* Task set
A) In the text about the Apollo 8 crew and the Pilgrims, in what year did John Winthrop and his fellow settlers approach Massachusetts Bay?
B) Write the next part of the text about the Apollo 8 crew and the Pilgrims, picking up after its final sentence.

* Extract to read
Genesis
Page 23
Their words also expressed their deep humility and abiding good will. They had been given this glorious opportunity to brag, and instead chose to pray, finding words that would include as many people as possible in the message.
Their voices, beamed across hundreds of thousands of miles by technology inconceivable ten years earlier, resonated with their country’s roots as well. The Pilgrims had not merely gone to explore a new land--they had emigrated as families in order to build in that new land a human society.225
And so, like the Pilgrims, wherever the three men in Apollo 8 had gone they had brought their families, their religion, and their way of life. In Houston they had found empty fields and built a community. Their lives had echoed the words of John Winthrop, leader of the first Puritan expedition, who as he and his fellow settlers first approached Massachusetts Bay in 1630 had urged them
to do justly, to love mercy, to walk humbly with our God. For this end, we must be knit together in this work as one man. We must entertain each other in brotherly affection. . . We must uphold a familiar commerce together in all meekness, gentleness, patience, and liberality. We must delight in each other, make others’ conditions our own, rejoice together, mourn together, labor, and suffer together, always having before our eyes our commission and community in the work, our community as members of the same body.

* Listed entries
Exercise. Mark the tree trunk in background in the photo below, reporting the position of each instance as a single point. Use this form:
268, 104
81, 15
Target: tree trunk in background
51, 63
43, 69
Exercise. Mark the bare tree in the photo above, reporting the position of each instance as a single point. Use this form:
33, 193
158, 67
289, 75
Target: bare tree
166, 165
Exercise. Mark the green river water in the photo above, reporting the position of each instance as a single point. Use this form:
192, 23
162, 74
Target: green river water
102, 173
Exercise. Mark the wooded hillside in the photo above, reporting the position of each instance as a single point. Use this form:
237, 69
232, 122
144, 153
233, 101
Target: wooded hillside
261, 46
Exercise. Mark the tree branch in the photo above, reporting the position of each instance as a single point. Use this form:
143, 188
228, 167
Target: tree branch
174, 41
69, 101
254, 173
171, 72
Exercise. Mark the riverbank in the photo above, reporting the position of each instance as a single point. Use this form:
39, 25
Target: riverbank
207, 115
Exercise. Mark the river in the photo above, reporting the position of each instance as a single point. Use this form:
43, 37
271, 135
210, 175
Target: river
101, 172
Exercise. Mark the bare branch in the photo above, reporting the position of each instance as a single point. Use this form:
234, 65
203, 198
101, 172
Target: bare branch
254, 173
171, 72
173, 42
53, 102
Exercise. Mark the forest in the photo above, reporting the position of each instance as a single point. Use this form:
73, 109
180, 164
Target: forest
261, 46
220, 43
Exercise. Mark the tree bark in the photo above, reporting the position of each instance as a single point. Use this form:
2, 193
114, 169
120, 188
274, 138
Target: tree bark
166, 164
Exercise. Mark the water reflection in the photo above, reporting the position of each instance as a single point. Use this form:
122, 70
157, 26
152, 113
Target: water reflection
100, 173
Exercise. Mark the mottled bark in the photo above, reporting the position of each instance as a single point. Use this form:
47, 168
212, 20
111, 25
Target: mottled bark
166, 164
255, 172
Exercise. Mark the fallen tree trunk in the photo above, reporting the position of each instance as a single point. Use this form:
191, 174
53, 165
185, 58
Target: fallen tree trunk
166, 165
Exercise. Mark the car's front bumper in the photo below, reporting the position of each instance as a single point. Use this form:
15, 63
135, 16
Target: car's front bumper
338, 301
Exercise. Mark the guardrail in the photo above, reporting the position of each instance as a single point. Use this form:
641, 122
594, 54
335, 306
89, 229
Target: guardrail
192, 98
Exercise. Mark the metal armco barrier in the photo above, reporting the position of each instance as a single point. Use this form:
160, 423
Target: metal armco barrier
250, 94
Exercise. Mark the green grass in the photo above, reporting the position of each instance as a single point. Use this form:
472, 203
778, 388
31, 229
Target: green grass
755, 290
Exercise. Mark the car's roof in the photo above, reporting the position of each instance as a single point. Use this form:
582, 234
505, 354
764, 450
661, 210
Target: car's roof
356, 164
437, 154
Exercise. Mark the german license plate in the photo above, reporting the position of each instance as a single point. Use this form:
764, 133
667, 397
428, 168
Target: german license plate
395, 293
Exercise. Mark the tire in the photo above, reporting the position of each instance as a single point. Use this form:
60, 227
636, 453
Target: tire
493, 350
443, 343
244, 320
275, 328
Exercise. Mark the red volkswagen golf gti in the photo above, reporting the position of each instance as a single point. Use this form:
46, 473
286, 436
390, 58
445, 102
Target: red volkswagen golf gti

* Task-by-task outputs
A) 1630

B)
[If we do this,] the Lord will be our God and delight to dwell among us. ... He shall make us a praise and glory, that men shall say of succeeding plantations ... we shall be as a city upon a hill, the eyes of all people are upon us.226
The community the three men in Apollo 8 wished to bring into the empty reaches of space was an American one, filled with a belief that given two strong arms, a willing heart, and the freedom to follow one’s dreams, anything was possible. They, like the Puritans, had put their lives on the line to express this ideal.
Now the men orbited another world, farther away from home than any human had ever been, surrounded by airless space with only a week’s worth of oxygen in their tanks. To put the final explanation point on their powerful message, they had to get home, to their waiting families. And everyone knew that was not as easy a task as the astronauts and the engineers had so far made it seem.
12. “AMERICAN CHEESE”
William Anders stared out his window. “Look at that, look at that, Frank. Look at the earth!”
Frank Borman looked. “Yes,” he said softly. This time they were watching the earth slowly set behind the moon. After a few seconds the blue- white globe slipped behind that sharp gray lunar horizon, and was gone. For the eleventh time, the astronauts were utterly alone.
It was now 11:40 PM. In Houston communications went silent, and a hush settled throughout the control room. Once again there was little anyone could do but wait. In thirty minutes, while still out of touch with the earth, the astronauts would fire the S.P.S. engine one more time for two minutes and eighteen seconds. If there was such a thing as a Santa Claus, no one would know until 12:34 AM on Christmas morning. If that S.P.S. engine performed as intended, Apollo 8 would then reappear from behind the moon, on course for home. If it failed, the men would be left trapped in orbit around the moon. The three astronauts would be condemned to die, unable to return and with enough oxygen for only a few short days.
To Susan Borman, T.E.I. was the worst moment of the mission. After dinner with the Elkins she and the boys had driven back to her home in El Lago. For an important event like T.E.I. she was obliged as the wife of the mission’s commander to be home and accessible.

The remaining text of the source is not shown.